***** EXCERPTED PASSAGE

Doctors Are Left Jittery About Their Health and Their Families

 Dr. Marc S. Arkovitz

I work in a hospital that is starting to see a surge in cases and deaths from COVID-19.

As a pediatric surgeon I am not working directly with many affected patients. Luckily, most children who get infected are either asymptomatic or minimally symptomatic.

But there are a few, and now the doctors are starting to get infected and several areas in the children’s hospital are being used to treat adults. It’s just a matter of time until we all start treating them.

Some of my colleagues have chosen to live away from home in an effort to protect their families. I am still living at home. I have a routine to try and minimize any potential exposure to my family. I change into scrubs as soon as I enter the hospital and change out immediately prior to leaving. I wear at least two masks at all times, three when I am in the operating room, and I’m never without gloves. I am almost constantly applying Purell to my hands and making sure to stay a safe distance from colleagues and patients.

My behavior borders on obsessive-compulsive. I call my wife to let her know when I will be home and make sure no one is around. I undress as soon as I walk in the door, put my clothes in a plastic bag, then immediately into the wash, and go straight to the shower.

But the reality is right now my immediate worry isn’t infecting my family. It’s abandoning them.

My father died suddenly when I was young. It was one of the defining moments in my life – and not in a good way. I have done everything in my life to try and avoid doing that to my children. That was before COVID-19.

**********
***** DATASET RECORDS

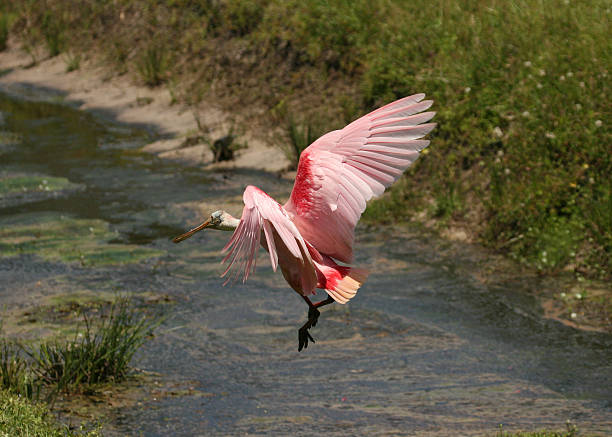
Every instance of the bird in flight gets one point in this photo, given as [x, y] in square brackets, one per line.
[310, 234]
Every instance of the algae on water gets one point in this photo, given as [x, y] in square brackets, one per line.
[62, 238]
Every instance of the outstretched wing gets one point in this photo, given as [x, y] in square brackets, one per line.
[342, 170]
[261, 213]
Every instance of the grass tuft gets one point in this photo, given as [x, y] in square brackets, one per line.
[299, 137]
[153, 65]
[15, 374]
[20, 417]
[94, 356]
[4, 30]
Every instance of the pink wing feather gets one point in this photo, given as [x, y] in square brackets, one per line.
[342, 170]
[261, 213]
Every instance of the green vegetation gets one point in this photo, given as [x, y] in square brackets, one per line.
[571, 431]
[20, 417]
[73, 62]
[99, 353]
[4, 30]
[521, 156]
[93, 357]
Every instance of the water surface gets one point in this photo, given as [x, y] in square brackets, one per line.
[423, 349]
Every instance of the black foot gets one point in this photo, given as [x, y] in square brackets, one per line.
[303, 334]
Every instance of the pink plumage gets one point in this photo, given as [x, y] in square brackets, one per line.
[314, 230]
[337, 175]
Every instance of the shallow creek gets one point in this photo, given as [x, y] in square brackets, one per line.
[424, 349]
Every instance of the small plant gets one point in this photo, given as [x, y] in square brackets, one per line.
[153, 65]
[19, 417]
[53, 34]
[15, 375]
[300, 137]
[94, 356]
[572, 431]
[4, 30]
[73, 62]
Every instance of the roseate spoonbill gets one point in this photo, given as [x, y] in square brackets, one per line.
[336, 176]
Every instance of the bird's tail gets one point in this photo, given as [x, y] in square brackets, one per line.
[346, 287]
[340, 282]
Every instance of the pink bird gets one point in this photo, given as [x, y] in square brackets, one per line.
[314, 230]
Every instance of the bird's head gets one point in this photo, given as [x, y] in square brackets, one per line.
[219, 220]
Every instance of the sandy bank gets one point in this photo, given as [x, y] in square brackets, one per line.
[92, 88]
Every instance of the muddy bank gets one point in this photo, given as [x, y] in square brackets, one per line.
[425, 348]
[94, 89]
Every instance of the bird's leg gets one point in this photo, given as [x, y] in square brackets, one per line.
[313, 317]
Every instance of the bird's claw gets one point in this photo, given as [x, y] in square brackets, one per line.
[313, 316]
[303, 334]
[303, 337]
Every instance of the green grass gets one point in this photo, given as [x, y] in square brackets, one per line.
[153, 65]
[15, 374]
[94, 356]
[99, 353]
[4, 30]
[521, 154]
[20, 417]
[571, 431]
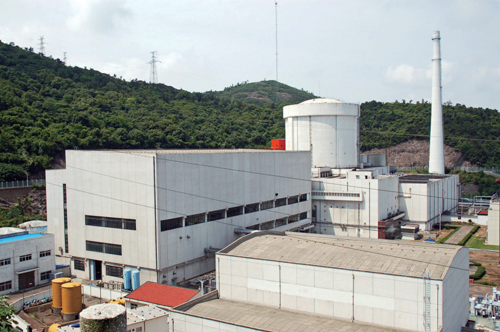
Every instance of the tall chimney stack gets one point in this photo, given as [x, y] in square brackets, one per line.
[436, 152]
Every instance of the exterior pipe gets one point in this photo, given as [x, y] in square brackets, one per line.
[436, 150]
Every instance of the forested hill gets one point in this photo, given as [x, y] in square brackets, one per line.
[475, 132]
[261, 93]
[47, 107]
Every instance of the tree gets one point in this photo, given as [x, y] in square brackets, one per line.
[6, 315]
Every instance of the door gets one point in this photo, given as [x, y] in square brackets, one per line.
[98, 270]
[26, 280]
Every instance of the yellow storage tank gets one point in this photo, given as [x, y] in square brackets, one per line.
[71, 297]
[56, 291]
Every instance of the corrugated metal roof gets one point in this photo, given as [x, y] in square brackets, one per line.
[273, 319]
[367, 255]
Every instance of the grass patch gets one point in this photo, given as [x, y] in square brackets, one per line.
[478, 243]
[443, 240]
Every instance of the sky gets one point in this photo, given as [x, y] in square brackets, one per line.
[355, 51]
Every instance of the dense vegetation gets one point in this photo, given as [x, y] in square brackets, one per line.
[262, 93]
[466, 129]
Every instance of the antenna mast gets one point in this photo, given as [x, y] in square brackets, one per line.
[153, 77]
[42, 46]
[276, 15]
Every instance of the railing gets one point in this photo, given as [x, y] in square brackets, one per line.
[20, 184]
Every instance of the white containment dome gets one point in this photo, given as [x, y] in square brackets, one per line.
[328, 128]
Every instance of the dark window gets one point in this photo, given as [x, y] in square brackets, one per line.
[280, 202]
[255, 227]
[114, 271]
[45, 275]
[79, 264]
[266, 205]
[5, 285]
[171, 224]
[106, 248]
[280, 222]
[236, 211]
[216, 215]
[267, 225]
[118, 223]
[5, 261]
[293, 218]
[25, 258]
[195, 219]
[44, 253]
[251, 208]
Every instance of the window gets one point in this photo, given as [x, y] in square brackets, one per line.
[251, 208]
[119, 223]
[216, 215]
[236, 211]
[280, 202]
[45, 253]
[266, 205]
[79, 264]
[195, 219]
[5, 261]
[267, 225]
[114, 271]
[293, 199]
[293, 218]
[280, 222]
[5, 285]
[171, 224]
[25, 258]
[106, 248]
[45, 275]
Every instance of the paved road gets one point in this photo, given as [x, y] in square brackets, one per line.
[459, 235]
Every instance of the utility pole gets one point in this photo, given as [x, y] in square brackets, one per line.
[153, 76]
[42, 46]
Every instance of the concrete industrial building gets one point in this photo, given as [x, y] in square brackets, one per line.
[165, 212]
[357, 195]
[267, 280]
[26, 259]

**********

PROBLEM TO SOLVE
In the essay about doctors worried for their families, how many masks does the writer wear when in the operating room?

SOLUTION TO THE PROBLEM
Three masks.